Tarefas a fazer –
**A)** De acordo com o texto sobre o Rio Araguaia, em que período aconteceu a Guerrilha do Araguaia?
**B)** Prossiga com o texto sobre o Rio Araguaia a partir do ponto em que ele para.

Texto fornecido –
______

Rio Araguaia: O local de combate da guerrilha comunista

Explorando as cidades de Xambioá e de São Geraldo do Araguaia


Apesar de eu ter inserido no meu roteiro da Chapada das Mesas, o Rio Araguaia não faz parte do circuito. Decidi seguir até a área onde ocorreu a Guerrilha do Araguaia pela importância histórica e por estar localizada em uma região distante de quase todas as outras rotas turísticas, sendo que é relativamente perto da Chapada. A Guerrilha do Araguaia foi uma tentativa de ação revolucionária comunista que aconteceu entre 1967 e 1974 no Brasil e foi combatida e vencida pelas Forças Armadas brasileiras.


COMO CHEGAR?

______

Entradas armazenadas

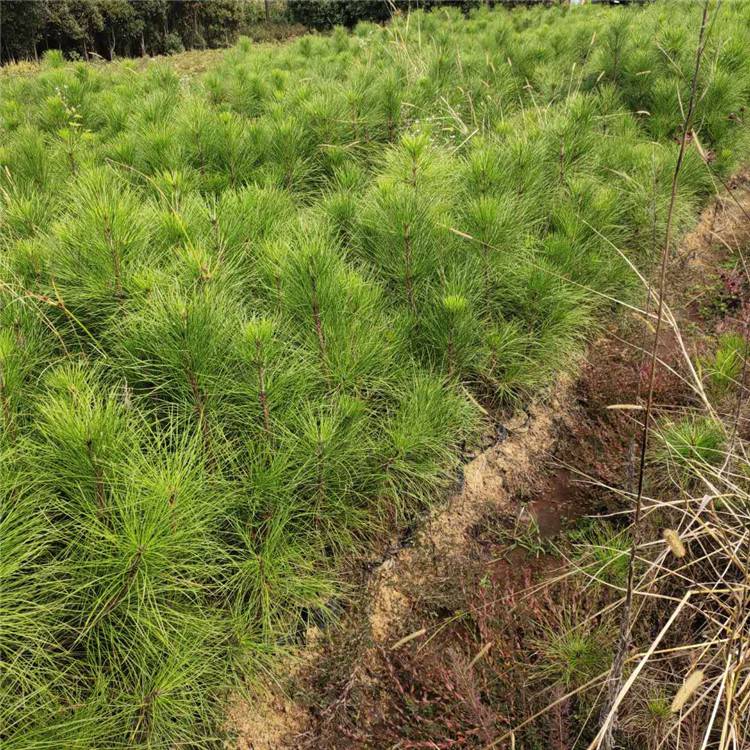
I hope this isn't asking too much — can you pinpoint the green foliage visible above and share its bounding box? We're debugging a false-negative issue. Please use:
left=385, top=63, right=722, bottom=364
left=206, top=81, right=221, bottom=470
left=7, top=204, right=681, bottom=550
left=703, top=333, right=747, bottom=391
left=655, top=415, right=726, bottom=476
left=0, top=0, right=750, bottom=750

______

Respostas esperadas –
**A)** Entre 1967 e 1974.

**B)**
Meu objetivo era chegar na cidade de Xambioá, na margem do Rio Araguaia do lado de Tocantins. Para isso, coloquei o carro na balsa e atravessei de Carolina (Maranhão) para Filadélfia (não é aquela dos EUA, mas a do Tocantins! 😜). A partir de Filadélfia, tentei seguir a rota mais curta indicada pelo Google Maps, mas ela me jogou numa estrada de terra. Como eu não sabia se toda a estrada seria transitável com carro de passeio, preferi deduzir uma rota mais certa: seguir até a cidade de Araguaína-TO (uma das maiores da região), depois passar por Wanderlândia e então continuar para Xambioá. O "plano B" deu certo pois as estradas deste caminho estavam muito bem conservadas e sinalizadas. O percurso foi de 250 km e durou 3 horas e 40 min. Veja a rota aqui no Google Maps.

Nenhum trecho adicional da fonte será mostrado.